(Reading text)
....

By Alexander Ragir
July 10 (Bloomberg) -- The best trade in Brazil may be buying preferred shares of Petroleo Brasileiro SA, the nation's biggest company, and betting its common stock will fall after international investors pushed up prices 19 percent since March.
Common shares of the Rio de Janeiro-based company, the world's fourth-largest oil producer by market value, cost 22 percent more than its preferred, the biggest price difference since at least 1994, according to data compiled by Bloomberg. Petrobras, as the company is known, rose to a record in May after announcing the largest oil discovery in the Western hemisphere in three decades.
The expanding gap prompted hedge funds Ciano Investimentos Gestao, Mercatto Gestao de Recursos and Neo Gestao de Recursos to bet in the past three weeks that prices will converge. Petrobras, the most heavily traded Latin American company on the New York Stock Exchange, is controlled by the government, so common shareholders get no say in company decisions and a sale is prohibited by Brazil's constitution.
``The premium for common shares isn't justified and we can't find any good reason that it widened so much,'' Felipe Taylor, a portfolio manager at Ciano Investimentos Gestao, the $142 million Sao Paulo hedge fund managed by former central bank chief economist Ilan Goldfajn. ``It's a good opportunity to short the common and buy the preferred.''
Short sellers borrow shares and sell them, hoping to replace the stock at a lower price and pocket the difference.
Investors outside Brazil mistakenly assume common shares of Petrobras are worth more than the preferred, even though the securities are virtually identical, according to Credit Suisse Group AG analyst Emerson Leite.
Biggest ADR
American depositary receipts on Petrobras common stock surged 81 percent in the past year, surpassing the 68 percent gain in the preferred ADRs. An average of 17.9 million common ADRs trade daily on the NYSE, more than double the preferred shares. That's the most of any Latin American company, according to data compiled by Deutsche Bank AG.
Petrobras's market value of $249.6 billion makes it the sixth-largest company in the world, according to data compiled by Bloomberg. The only bigger oil producers are Exxon Mobil Corp., based in Irvine, Texas, PetroChina Co., based in Bejing, and Moscow's OAO Gazprom.
The company gained worldwide attention in November when it said an offshore oil discovery may be the biggest since Mexico's Cantarell field in 1976. The Tupi field has 8 billion barrels of recoverable oil, Petrobras said in November, worth $1.1 trillion at current prices.
International Investors
``Foreigners like common shares,'' said Bruno Garcia, who helps oversee the equivalent of $5.5 billion as a hedge fund manager at BNY Mellon Arx in Rio de Janeiro and only holds preferred stock. ``That's all that's going on.''
Common shares at most companies are more attractive to investors because they give the right to vote in shareholder meetings, sell for more in takeovers and pay higher dividends, according to reports by Credit Suisse and Merrill Lynch & Co.

....

(Instructions)
[A] In the Petrobras article, by how much do the company's common shares cost more than its preferred shares?
[B] Carry the Petrobras article forward from its final paragraph, writing the next few paragraphs.
The items that follow are drawn from a separate source, not from the Petrobras article.

....

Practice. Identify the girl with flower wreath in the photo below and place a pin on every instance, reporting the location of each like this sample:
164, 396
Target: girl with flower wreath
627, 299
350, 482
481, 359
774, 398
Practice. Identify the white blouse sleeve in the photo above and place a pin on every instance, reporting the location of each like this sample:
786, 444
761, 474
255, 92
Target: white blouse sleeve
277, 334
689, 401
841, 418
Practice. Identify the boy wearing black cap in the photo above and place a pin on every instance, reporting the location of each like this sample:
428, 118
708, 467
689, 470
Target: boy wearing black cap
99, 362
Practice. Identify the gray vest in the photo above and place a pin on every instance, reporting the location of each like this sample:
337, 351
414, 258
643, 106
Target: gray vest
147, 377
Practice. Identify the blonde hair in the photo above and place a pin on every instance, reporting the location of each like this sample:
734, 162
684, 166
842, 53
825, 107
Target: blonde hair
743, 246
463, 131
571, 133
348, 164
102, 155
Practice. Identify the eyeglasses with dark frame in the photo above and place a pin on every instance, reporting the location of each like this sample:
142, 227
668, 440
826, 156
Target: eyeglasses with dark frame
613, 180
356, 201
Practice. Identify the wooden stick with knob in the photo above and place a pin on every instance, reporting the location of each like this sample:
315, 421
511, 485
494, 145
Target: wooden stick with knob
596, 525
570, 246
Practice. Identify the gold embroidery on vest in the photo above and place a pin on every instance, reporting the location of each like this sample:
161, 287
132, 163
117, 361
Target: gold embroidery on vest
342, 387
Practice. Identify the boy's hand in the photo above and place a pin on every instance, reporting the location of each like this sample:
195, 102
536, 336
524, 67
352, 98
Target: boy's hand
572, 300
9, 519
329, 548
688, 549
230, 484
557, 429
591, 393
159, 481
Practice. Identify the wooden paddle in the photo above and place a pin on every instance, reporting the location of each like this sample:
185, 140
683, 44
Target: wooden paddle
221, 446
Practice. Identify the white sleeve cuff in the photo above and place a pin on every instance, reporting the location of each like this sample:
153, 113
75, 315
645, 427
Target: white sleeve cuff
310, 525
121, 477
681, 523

....

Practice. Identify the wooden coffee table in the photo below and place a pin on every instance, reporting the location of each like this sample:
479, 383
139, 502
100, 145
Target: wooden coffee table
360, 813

....

(Answer set)
[A] The common shares cost 22 percent more than the preferred shares.

[B]
That's not the case with Petrobras, said Leite. What's more, preferred shares get ``priority'' for dividends, according to Petrobras's Web site. The 12-month dividend yield on Brazil- preferred shares is 1.89 percent, compared with the common's 1.54 percent yield, according to data compiled by Bloomberg.
Goldman's `Buy'
Daniella Marques, who manages the equivalent of $1.2 billion at Mercatto Gestao de Recursos in Rio de Janeiro, started selling short the locally traded common shares and buying preferred three weeks ago.
``You have a company that has such a low risk that it would be bought and the dividend is more in the preferred shares, so why would you ever pay 22 percent more for common shares?'' Marques said.
The difference between preferred and common prices of the locally traded shares and the American depositary receipts hit records June 30 after the Sao Paulo-listed common stock jumped by 2 percentage points more from a March 20 low. Goldman Sachs Group Inc. began coverage of Petrobras preferred ADRs with a ``buy'' recommendation on July 7, citing the discount to common shares even though differences are ``largely insignificant.''
The higher level of trading in Petrobras' common ADRs may be boosting the spread. The average three-month daily trading of common ADRs increased 57 percent from a year ago, compared with a 30 percent rise in average volume for the preferred ADRs.
Liquidity Concern
``It would be great to get the preferred shares if there was enough liquidity,'' said Mark Mobius, who oversees about $47 billion of emerging-market equities as executive chairman of Templeton Asset Management Ltd. in Singapore.
In Brazil, Petrobras preferred shares Petrobras trade almost seven times more than the common.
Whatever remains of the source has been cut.